▶ [TESTO DA ANALIZZARE]
___

A.Ri.C.A. 20 ANNI DI INQUINAMENTO DELLA BASSA PIANURA VENETA

 

Il giornale di Vicenza del 2 gennaio pubblica un servizio dedicato ai 20 anni di attività del consorzio A.Ri.C.A, l'ente che gestisce il collettore delle acque di cinque impianti di depurazione del Vicentino, quelli di Trissino, Arzignano, Montecchio Maggiore, Montebello e Lonigo.

 Venti anni fa, infatti, in seguito ad anni di proteste dei cittadini e degli agricoltori dei comuni attraversati dalle acque marce e inquinate provenienti dagli scarichi dei depuratori dell’area del distretto conciario, la Regione Veneto decise di far passare sotto terra i liquami suddetti, bypassando i territori dei comuni immediatamente vicini, tramite un condotto.

Nel corso degli anni, sempre per gli stessi motivi, il collettore sotterraneo si è allungato sempre più raggiungendo una lunghezza di 40 chilometri e sboccando, in prossimità di Cologna Veneta, nel fiume Fratta dove viene miscelato con acque provenienti dall’ Adige, poco distante, attraverso un canale appositamente costruito, chiamato LEB. La diluizione fu necessaria per rientrare nei cosiddetti limiti di tolleranza per le sostanze tossiche e cancerogene che affluivano nel Fratta.

Tali limiti, estremamente generosi nei confronti degli inquinatori, non furono però sufficienti a salvare la grande bassa pianura veneta da un gravoso inquinamento che di giorno in giorno, per venti anni, ha contaminato l’intero territorio meridionale di tre province (Verona, Vicenza e Padova) nonché il mare Adriatico.

Malgrado gli elogi continui con cui veniva celebrata in questi venti anni l'opera e le congratulazioni che anche oggi esprime il giornale di Vicenza per il compleanno del consorzio, ben presto, ci si era resi conto del danno enorme che provocavano queste acque a tutto il comparto agroalimentare e alla salute dei cittadini.

Fu così varato nel 2005 un piano decennale detto “Patto Stato Regione” che avrebbe dovuto risolvere la faccenda con grandiose opere e rimodellazione delle filiere produttive, nonché dei materiali usati per le lavorazioni.

___

(Righe di dati archiviate)
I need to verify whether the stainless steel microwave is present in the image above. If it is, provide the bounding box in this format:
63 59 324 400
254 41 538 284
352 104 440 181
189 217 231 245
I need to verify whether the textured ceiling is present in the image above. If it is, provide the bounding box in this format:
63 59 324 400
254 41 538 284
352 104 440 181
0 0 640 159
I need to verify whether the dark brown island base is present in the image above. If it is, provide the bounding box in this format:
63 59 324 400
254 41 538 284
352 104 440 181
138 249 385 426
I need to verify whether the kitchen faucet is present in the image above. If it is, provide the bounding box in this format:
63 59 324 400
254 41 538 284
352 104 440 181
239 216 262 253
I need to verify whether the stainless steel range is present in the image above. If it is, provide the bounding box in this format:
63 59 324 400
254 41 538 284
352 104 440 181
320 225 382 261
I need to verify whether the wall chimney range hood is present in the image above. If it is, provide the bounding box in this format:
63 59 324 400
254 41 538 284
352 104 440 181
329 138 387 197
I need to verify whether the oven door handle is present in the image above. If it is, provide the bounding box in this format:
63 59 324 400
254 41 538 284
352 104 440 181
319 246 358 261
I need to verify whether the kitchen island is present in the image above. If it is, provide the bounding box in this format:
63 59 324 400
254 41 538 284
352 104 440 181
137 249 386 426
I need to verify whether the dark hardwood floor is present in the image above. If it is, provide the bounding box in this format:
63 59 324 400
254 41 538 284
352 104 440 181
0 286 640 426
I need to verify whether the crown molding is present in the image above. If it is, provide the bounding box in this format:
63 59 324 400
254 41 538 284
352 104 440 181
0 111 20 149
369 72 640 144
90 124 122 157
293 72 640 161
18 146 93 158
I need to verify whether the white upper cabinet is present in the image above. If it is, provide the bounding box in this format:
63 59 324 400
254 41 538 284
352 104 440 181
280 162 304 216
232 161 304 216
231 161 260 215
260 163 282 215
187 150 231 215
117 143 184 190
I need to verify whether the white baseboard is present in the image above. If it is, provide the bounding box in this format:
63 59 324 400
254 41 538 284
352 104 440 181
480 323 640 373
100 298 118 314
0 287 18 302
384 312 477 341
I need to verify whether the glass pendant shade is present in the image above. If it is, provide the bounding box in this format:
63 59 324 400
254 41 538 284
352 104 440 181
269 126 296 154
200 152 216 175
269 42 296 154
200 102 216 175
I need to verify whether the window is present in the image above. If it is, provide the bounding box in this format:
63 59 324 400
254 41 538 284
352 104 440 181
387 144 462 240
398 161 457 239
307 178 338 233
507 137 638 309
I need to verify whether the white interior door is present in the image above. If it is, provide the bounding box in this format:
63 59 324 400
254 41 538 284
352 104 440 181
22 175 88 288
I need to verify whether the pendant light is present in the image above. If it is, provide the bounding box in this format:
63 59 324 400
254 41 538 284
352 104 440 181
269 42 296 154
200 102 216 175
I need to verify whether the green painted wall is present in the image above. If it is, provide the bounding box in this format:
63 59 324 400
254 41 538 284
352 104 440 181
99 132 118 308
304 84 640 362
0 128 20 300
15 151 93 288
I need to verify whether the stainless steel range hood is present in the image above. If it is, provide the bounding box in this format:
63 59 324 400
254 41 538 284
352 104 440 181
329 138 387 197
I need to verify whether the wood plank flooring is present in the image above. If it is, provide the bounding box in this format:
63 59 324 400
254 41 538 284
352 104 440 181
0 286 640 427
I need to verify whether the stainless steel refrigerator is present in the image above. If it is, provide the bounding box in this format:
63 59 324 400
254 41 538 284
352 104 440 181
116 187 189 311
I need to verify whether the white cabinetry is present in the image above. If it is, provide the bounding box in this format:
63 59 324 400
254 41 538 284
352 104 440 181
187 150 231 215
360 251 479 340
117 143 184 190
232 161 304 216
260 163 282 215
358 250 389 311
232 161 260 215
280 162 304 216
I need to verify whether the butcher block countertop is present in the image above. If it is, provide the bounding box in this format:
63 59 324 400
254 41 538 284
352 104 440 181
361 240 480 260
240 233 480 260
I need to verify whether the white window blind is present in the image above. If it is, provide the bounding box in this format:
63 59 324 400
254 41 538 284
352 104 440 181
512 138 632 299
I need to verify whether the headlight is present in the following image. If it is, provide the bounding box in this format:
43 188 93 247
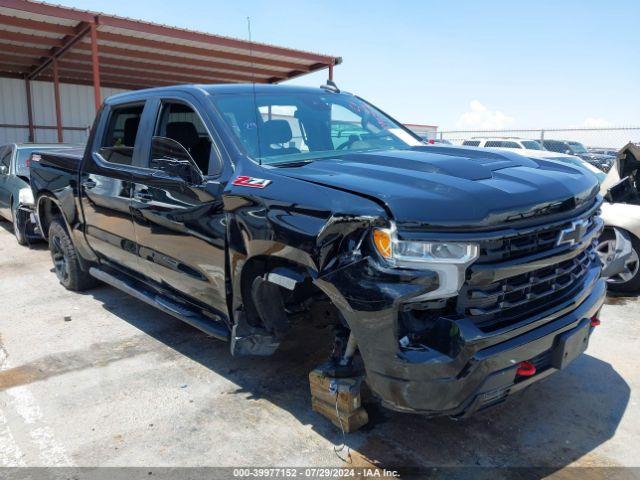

___

Rispondi alle seguenti domande sul testo dedicato al consorzio A.Ri.C.A.
(a) Quali sono i cinque impianti di depurazione del Vicentino di cui il consorzio gestisce il collettore?
(b) Quale lunghezza ha raggiunto il collettore sotterraneo e in quale fiume sbocca?
(c) In quale anno fu varato il piano decennale detto "Patto Stato Regione"?
Le righe non hanno alcun legame con il testo.

▶ [SOLUZIONE]
(a) Trissino, Arzignano, Montecchio Maggiore, Montebello e Lonigo.
(b) Ha raggiunto una lunghezza di 40 chilometri e sbocca nel fiume Fratta, in prossimità di Cologna Veneta.
(c) Nel 2005.